### [Your instructions]
Please rewrite everything in the records from the line containing "Spot the bus wheel" down to the line containing "[0, 0, 160, 24]", substituting "paved street" for "asphalt road" and leaving all else unchanged.

### [Data for this task]
"""

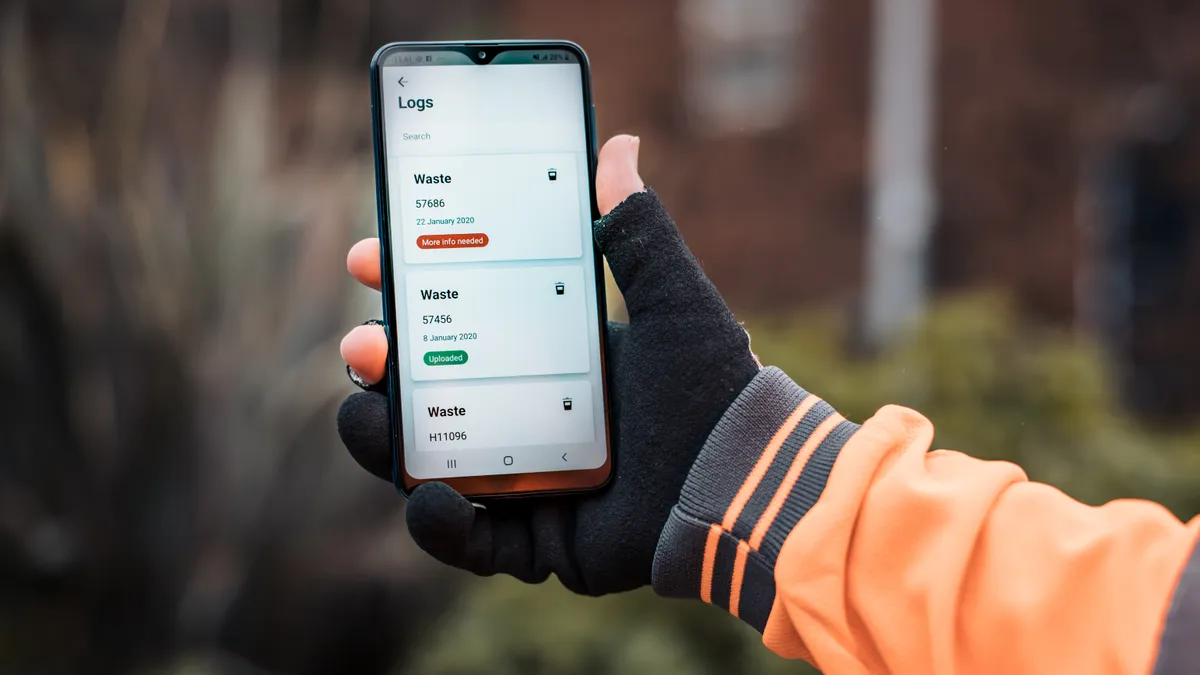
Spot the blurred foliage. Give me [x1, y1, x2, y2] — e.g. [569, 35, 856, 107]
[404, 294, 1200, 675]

"""
"""

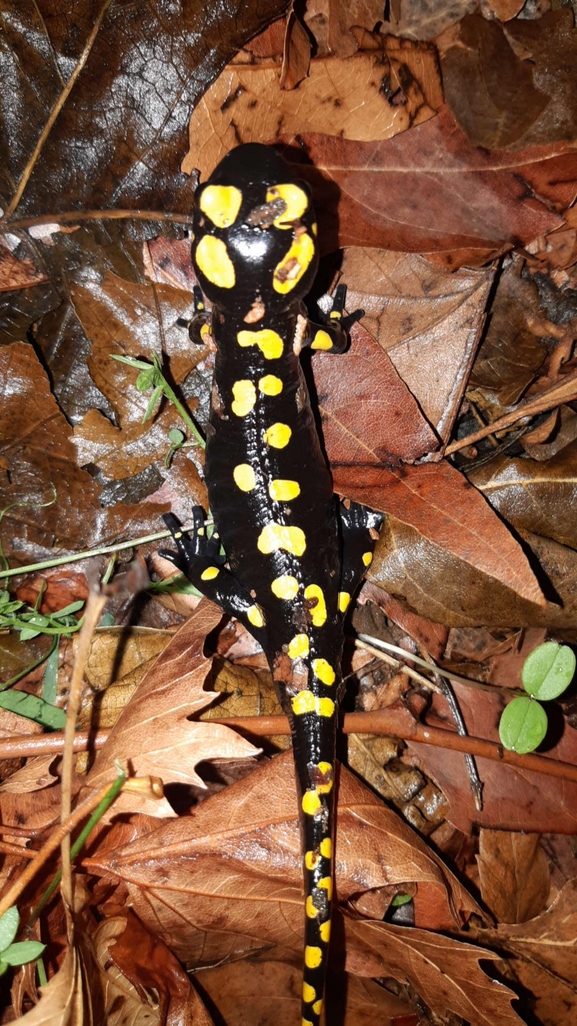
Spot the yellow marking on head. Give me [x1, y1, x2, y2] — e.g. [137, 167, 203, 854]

"""
"""

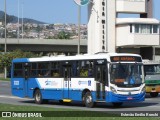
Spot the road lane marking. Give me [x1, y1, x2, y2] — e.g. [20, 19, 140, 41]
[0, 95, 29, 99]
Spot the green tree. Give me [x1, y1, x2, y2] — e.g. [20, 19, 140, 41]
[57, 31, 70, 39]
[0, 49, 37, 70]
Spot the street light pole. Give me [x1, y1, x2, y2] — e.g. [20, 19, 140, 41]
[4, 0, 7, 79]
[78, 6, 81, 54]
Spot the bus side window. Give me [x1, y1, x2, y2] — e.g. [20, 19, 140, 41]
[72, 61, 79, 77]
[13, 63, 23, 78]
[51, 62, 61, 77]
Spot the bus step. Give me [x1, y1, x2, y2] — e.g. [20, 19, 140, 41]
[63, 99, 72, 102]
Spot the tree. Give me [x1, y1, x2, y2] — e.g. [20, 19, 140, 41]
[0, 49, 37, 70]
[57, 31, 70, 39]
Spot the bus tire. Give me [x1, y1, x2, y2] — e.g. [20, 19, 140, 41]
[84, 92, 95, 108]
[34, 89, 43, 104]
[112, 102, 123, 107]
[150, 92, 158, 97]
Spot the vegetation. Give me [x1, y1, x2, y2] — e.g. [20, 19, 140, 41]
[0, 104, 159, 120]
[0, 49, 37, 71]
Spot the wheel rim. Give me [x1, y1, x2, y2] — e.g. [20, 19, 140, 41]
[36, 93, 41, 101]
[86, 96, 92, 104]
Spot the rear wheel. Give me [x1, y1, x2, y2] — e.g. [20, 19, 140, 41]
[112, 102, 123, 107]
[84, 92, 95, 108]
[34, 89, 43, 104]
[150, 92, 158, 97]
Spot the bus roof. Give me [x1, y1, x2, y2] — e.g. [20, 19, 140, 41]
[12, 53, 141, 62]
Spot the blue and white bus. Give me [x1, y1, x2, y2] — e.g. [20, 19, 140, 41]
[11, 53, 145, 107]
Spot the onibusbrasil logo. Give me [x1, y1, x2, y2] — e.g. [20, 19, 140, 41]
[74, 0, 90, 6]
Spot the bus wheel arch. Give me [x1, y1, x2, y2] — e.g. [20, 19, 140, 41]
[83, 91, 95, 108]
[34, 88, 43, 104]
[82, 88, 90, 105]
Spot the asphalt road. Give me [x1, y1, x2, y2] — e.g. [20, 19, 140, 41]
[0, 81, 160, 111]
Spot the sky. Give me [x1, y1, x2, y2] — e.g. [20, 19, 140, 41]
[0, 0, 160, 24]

"""

### [Answer to the task]
Spot the bus wheel arch. Give me [x1, y1, x2, y2] — e.g. [20, 19, 140, 41]
[83, 91, 95, 108]
[34, 88, 43, 104]
[82, 88, 90, 105]
Spot the paved street. Give me [x1, y1, x2, y2] — e.g. [20, 19, 140, 41]
[0, 81, 160, 111]
Spot the sky. Give me [x1, y1, x2, y2] — e.g. [20, 19, 140, 41]
[0, 0, 160, 24]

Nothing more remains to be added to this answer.